> **Coordinate annotation records**

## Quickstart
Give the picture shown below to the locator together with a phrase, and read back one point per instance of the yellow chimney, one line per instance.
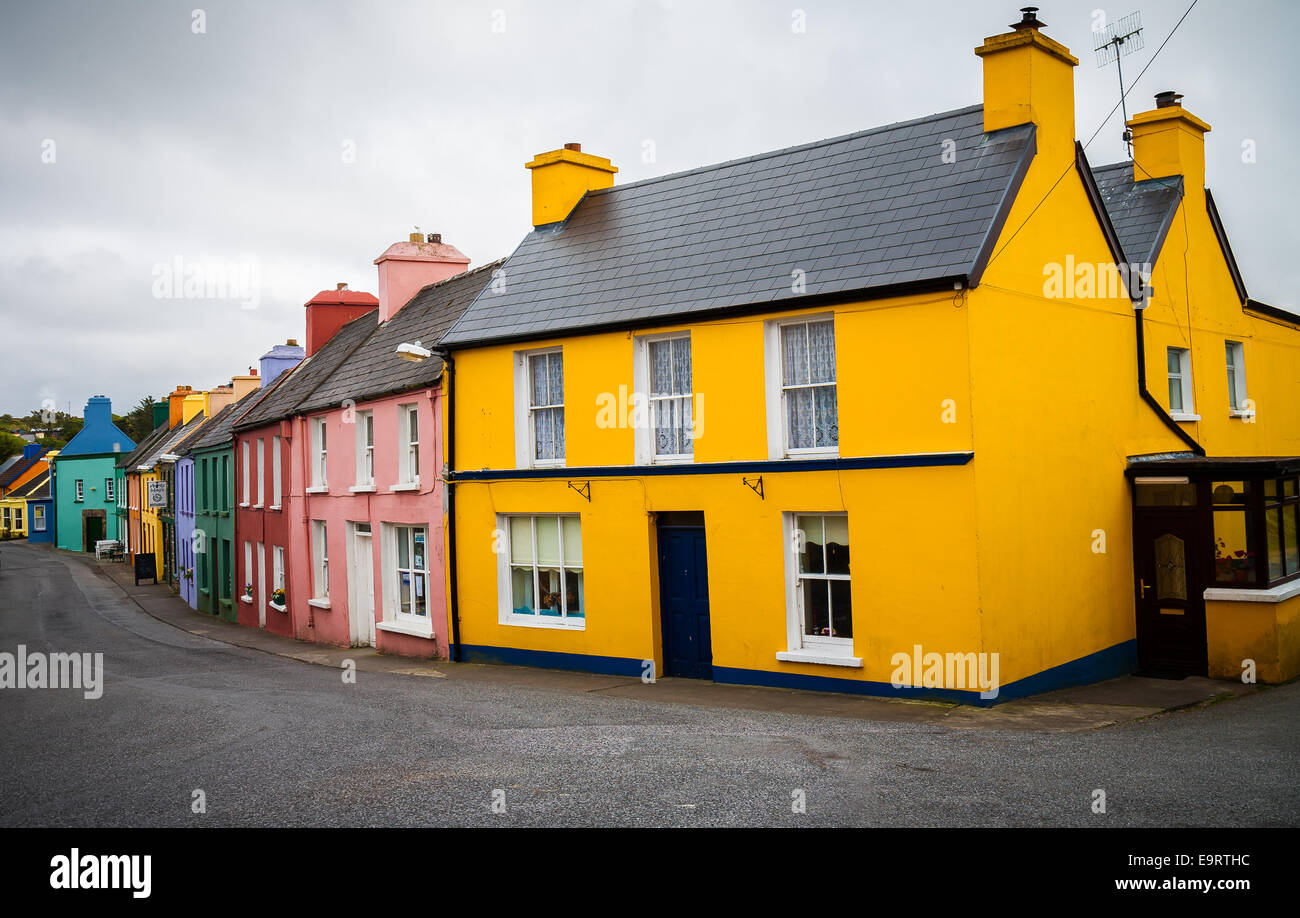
(1030, 77)
(562, 177)
(1169, 141)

> **To do**
Pictures are excluded; output everything else in the data verbatim.

> **Solution**
## Quickstart
Give the picture shown below to the locator together with a phrase, and read back one point per instance of the yellow chimney, one line per instance.
(1030, 77)
(562, 177)
(1169, 141)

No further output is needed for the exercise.